» **WHAT YOU ARE ASKED TO DO**
Please give back each entry below unaltered, leaving the pictures out.

» **SUPPLIED MATERIAL**
☆ ☆ ☆

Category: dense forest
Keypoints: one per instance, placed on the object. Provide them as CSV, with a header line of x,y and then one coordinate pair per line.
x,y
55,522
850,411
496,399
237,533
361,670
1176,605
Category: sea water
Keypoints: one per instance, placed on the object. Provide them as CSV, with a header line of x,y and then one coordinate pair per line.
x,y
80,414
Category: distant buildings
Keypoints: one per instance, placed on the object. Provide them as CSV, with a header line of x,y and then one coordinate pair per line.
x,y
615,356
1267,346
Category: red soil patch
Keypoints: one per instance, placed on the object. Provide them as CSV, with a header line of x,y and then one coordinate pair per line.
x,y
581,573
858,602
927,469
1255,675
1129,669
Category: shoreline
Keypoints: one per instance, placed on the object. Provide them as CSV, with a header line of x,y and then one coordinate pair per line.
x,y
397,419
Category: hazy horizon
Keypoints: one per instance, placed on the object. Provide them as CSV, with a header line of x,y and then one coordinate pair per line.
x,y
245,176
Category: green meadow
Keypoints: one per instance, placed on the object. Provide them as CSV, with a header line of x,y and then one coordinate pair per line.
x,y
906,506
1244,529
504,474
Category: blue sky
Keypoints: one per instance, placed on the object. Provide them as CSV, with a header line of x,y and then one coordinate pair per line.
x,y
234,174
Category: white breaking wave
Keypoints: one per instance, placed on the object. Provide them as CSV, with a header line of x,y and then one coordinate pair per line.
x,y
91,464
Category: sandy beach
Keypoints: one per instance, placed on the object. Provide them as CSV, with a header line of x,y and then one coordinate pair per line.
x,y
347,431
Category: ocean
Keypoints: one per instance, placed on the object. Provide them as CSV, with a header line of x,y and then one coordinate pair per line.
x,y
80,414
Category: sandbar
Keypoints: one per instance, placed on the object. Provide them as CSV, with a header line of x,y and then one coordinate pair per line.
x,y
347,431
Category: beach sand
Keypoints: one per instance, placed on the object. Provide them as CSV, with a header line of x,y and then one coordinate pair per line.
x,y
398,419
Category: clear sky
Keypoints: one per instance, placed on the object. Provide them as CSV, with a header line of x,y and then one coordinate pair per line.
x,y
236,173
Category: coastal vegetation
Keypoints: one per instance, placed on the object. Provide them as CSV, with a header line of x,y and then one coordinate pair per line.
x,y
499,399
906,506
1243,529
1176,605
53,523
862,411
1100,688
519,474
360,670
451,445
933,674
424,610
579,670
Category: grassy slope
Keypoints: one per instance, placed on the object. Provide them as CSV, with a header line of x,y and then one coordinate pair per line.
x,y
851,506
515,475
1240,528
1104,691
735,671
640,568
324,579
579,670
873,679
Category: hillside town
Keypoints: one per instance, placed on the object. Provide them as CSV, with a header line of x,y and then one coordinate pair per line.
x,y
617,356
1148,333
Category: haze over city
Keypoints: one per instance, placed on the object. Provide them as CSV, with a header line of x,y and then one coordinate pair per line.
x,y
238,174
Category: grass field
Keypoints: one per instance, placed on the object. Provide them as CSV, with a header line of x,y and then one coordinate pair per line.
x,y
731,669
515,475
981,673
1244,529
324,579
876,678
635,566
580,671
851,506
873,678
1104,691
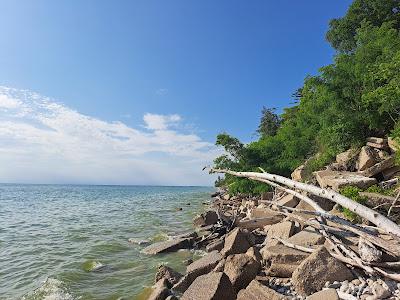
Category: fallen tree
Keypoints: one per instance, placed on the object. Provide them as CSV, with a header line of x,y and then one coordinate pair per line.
x,y
367,213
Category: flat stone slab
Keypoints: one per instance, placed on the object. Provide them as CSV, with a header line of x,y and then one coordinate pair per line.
x,y
212,286
337,180
256,291
169,246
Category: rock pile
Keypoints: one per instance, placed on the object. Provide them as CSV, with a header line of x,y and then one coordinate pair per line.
x,y
256,250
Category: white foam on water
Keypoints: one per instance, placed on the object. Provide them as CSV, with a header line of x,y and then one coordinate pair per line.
x,y
51,289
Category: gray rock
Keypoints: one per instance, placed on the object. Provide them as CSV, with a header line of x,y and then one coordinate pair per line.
x,y
241,270
212,286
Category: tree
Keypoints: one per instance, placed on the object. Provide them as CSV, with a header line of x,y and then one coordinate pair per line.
x,y
342,31
270,122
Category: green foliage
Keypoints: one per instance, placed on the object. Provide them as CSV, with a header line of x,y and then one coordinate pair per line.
x,y
353,193
357,96
342,31
270,122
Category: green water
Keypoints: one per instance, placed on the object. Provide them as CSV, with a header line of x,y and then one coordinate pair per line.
x,y
71,242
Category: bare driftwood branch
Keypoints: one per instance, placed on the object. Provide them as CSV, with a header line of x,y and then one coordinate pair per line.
x,y
363,211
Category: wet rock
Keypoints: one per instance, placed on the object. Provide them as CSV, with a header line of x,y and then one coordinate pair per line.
x,y
207,218
199,267
216,245
169,246
168,273
282,230
256,291
160,290
337,180
314,271
281,260
241,270
237,241
328,294
212,286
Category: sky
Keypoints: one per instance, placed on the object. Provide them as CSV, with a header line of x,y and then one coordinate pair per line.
x,y
135,92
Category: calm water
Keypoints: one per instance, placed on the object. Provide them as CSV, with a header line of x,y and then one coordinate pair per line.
x,y
55,238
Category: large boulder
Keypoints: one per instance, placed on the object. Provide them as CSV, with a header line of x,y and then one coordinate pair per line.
x,y
237,241
366,158
378,143
212,286
241,270
282,230
206,218
199,267
299,173
169,246
378,167
166,272
256,291
337,180
318,268
281,261
328,294
308,237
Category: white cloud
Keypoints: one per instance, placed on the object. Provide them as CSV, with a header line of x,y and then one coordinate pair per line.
x,y
160,122
45,141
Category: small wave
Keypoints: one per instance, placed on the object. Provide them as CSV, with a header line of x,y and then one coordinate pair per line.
x,y
51,289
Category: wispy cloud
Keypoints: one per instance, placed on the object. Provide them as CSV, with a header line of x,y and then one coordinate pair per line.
x,y
161,92
42,140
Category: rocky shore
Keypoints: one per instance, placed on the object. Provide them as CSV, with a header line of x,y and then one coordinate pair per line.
x,y
255,249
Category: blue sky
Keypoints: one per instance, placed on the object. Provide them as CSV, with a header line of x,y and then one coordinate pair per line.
x,y
196,68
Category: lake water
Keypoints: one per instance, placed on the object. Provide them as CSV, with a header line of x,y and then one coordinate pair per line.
x,y
71,242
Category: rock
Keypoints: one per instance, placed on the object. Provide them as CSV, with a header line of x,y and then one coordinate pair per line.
x,y
199,267
207,218
282,230
328,294
366,158
252,224
282,260
169,246
299,173
314,271
379,291
166,272
393,145
346,158
379,167
237,241
256,291
378,143
267,196
308,237
390,173
216,245
212,286
368,252
260,212
337,180
288,200
254,254
160,290
241,270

☆ ☆ ☆

» **FINAL ANSWER**
Category: dense forest
Keypoints: one per instance, placed on the object. Provide them as CSV, with a header line of x,y and then one coordinate pair per line.
x,y
55,522
850,411
496,399
237,533
361,670
1176,605
Category: sea water
Keypoints: one per instance, placed on the object. Provide them as CSV, with a header line of x,y and then one coordinate pair per line.
x,y
80,414
Category: distant buildings
Keypoints: one per instance, placed on the object. Provide them as CSV, with a header line of x,y and then one coordinate pair per line.
x,y
615,356
1267,346
Category: red soil patch
Keypoints: one per instance, placed on the object. Provide them as CSV, with a header line of x,y and then one coordinate pair per line.
x,y
581,573
858,602
927,469
1255,675
1129,669
Category: shoreline
Keypoints: one per instance, placed on the object. Provide them as CSV, with a header line of x,y and then one coordinate pair per line.
x,y
397,419
Category: hazy horizon
Keypoints: one per instance, placed on the object. Provide them as CSV, with a header line of x,y and then one coordinate pair per line.
x,y
245,176
Category: green meadow
Keypoints: one per instance, placed on the object. Provide them as CSV, with a header line of x,y and then one coordinate pair per line.
x,y
906,506
1244,529
504,474
Category: blue sky
Keypoints: one per instance, placed on the object. Provide them as CSV, with a header line of x,y and then one coordinate pair per line.
x,y
234,174
Category: white breaking wave
Keypoints: one per instance, placed on the object. Provide them as CSV, with a header line of x,y and then one coordinate pair per line.
x,y
91,464
Category: sandy beach
Keypoints: one per instance, placed on the object. Provide them as CSV, with a header line of x,y and then one coordinate pair per line.
x,y
347,431
Category: ocean
Keypoints: one per instance, placed on the object. Provide them as CSV, with a header line of x,y and then one coordinate pair per line.
x,y
80,414
Category: sandbar
Keypoints: one per instance, placed on the object. Provide them as CSV, with a header line of x,y and then one coordinate pair per line.
x,y
347,431
Category: beach sand
Keypoints: one per instance, placed on the object. Provide them as CSV, with a header line of x,y and then one coordinate pair per line.
x,y
398,419
Category: clear sky
Keypoints: one per instance, placed on the object. Provide them as CSV, with a header line of x,y and then one coordinate pair per line.
x,y
236,173
Category: coastal vegetation
Keypoints: one per instance, placed on the object. Provide them as CSV, with a header line of x,y and then one coordinate pair per line.
x,y
499,399
906,506
1243,529
1176,605
53,523
862,411
1100,688
519,474
360,670
451,445
933,674
424,610
579,670
Category: grassy slope
Keypoints: one per instance, placed on the object. Provide them as CSV, with a header line of x,y and then one coordinate pair per line.
x,y
851,506
515,475
1240,528
1104,691
735,671
640,568
324,579
579,670
873,679
Category: hillside town
Keypoints: one per instance, placed on the object. Provide them as CSV, with a header line of x,y and then one coordinate pair per line.
x,y
617,356
1148,333
Category: haze over city
Keypoints: one per instance, placed on the object. Provide them as CSV, with a header line of x,y and then one coordinate pair per line.
x,y
238,174
Category: grass field
Keypoints: one per instance, placed on the object. Provide them as CSV, with a header line of x,y and then one coordinate pair per line.
x,y
731,669
515,475
981,673
1244,529
324,579
876,678
635,566
580,671
851,506
873,678
1104,691
Category: fallen tree
Keypoints: one per instance, placed on the object. Provide them as CSV, with a header line of x,y and then one coordinate pair per line.
x,y
367,213
Category: flat stone slab
Keypoints: one per instance, placed on the object. Provide them as CSV, with a header line of x,y and then one coordinate pair per line.
x,y
212,286
337,180
256,291
169,246
Category: rock pile
Keypoints: one per instance, placed on the object. Provide them as CSV, with a header line of x,y and then one coordinate pair per line.
x,y
256,250
Category: white foam on water
Keypoints: one per instance, placed on the object. Provide them as CSV, with a header line of x,y and then one coordinate pair per line.
x,y
51,289
Category: gray rock
Keypoints: one per instance, placed on the object. Provide them as CSV, with a header line of x,y and then one coordinate pair per line.
x,y
241,270
212,286
Category: tree
Keypoints: one per instance, placed on the object. Provide them as CSV, with a header line of x,y and then one coordinate pair per line.
x,y
342,31
270,122
Category: green foliage
Keypoints: one per instance, placed on the object. Provide them as CSV, with a header line of x,y and then one coordinate pair per line.
x,y
353,193
357,96
342,31
270,122
Category: green water
Keypoints: one per instance, placed on the object. Provide them as CSV, with a header line of x,y and then one coordinate pair per line.
x,y
71,242
Category: bare driftwood branch
Keypoints: one per instance, placed on the object. Provide them as CSV, with a header line of x,y and then one coordinate pair per line.
x,y
363,211
Category: wet rock
Keypoints: one per instance, placed on the object. Provide them as CSV, with a header line of x,y and then one coordinate pair per line.
x,y
207,218
199,267
216,245
169,246
168,273
282,230
256,291
160,290
337,180
314,271
281,260
241,270
237,241
328,294
212,286
Category: sky
Keypoints: one per instance, placed on the object. Provide them as CSV, with a header line of x,y and then one coordinate pair per line.
x,y
135,92
Category: calm water
Keypoints: one per instance, placed on the object. Provide them as CSV, with a header line of x,y and then one coordinate pair per line.
x,y
55,238
Category: large boulder
Keypoints: one per instance, placed on the object. Provide them as CSV, with a header line of x,y and then one coordinate pair per line.
x,y
237,241
366,158
378,143
212,286
241,270
282,230
206,218
199,267
299,173
169,246
378,167
166,272
256,291
337,180
318,268
281,261
328,294
308,237
Category: white cloud
Keypoints: one per instance, placed on the object. Provide them as CSV, with a header line of x,y and then one coordinate pair per line.
x,y
160,122
45,141
Category: small wave
Keypoints: one per instance, placed on the object. Provide them as CSV, with a header line of x,y and then one coordinate pair per line.
x,y
51,289
Category: wispy cloud
Keypoints: one per instance, placed on the object. Provide them as CSV, with a header line of x,y and then one coordinate pair per line.
x,y
161,92
42,140
Category: rocky shore
Keypoints: one per instance, placed on the object. Provide them as CSV, with a header line of x,y and then one coordinate pair per line.
x,y
255,249
Category: blue sky
Keypoints: one per instance, placed on the object. Provide them as CSV, with a header line of x,y and then one coordinate pair per line.
x,y
196,68
Category: lake water
Keypoints: one per instance, placed on the object. Provide them as CSV, with a header line of x,y and then one coordinate pair per line.
x,y
71,242
Category: rock
Keypoints: one per instance, placed on the object. Provide them as CSV, with a header line of x,y and then one coordinate pair per line.
x,y
199,267
207,218
282,230
328,294
366,158
252,224
282,260
169,246
299,173
314,271
379,291
166,272
393,145
346,158
379,167
237,241
256,291
378,143
267,196
308,237
390,173
216,245
212,286
368,252
260,212
337,180
288,200
254,254
160,290
241,270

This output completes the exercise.